◆ Problem details ◆
Rewrite the listing below, replacing "metal container" with "tin can" and leaving everything else unchanged. Leave the pictures out of your version.

◆ Materials provided ◆

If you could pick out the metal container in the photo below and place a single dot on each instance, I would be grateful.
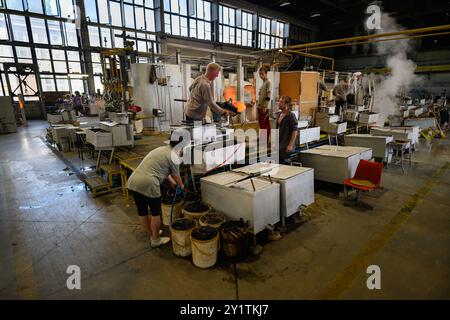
(379, 144)
(99, 138)
(334, 163)
(255, 200)
(297, 184)
(366, 117)
(422, 123)
(398, 134)
(309, 135)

◆ Answer to the problem ◆
If you could pick out the tin can in the photo below and place a single dot on each instance, I would be grateful.
(379, 144)
(99, 138)
(334, 163)
(255, 200)
(297, 184)
(366, 117)
(422, 123)
(398, 134)
(309, 135)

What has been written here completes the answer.